>> BEGIN

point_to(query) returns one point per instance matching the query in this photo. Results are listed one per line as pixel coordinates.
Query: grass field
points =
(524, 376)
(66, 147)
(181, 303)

>> END

- _Aim of the exercise_
Update the items above by replacing "one per line" with "each on its own line", and leave everything else unchanged.

- _Response below_
point_to(query) returns one point per instance matching the query in this photo. Results are listed each on its own line as pixel coordinates.
Query: grass field
points =
(524, 376)
(66, 147)
(181, 303)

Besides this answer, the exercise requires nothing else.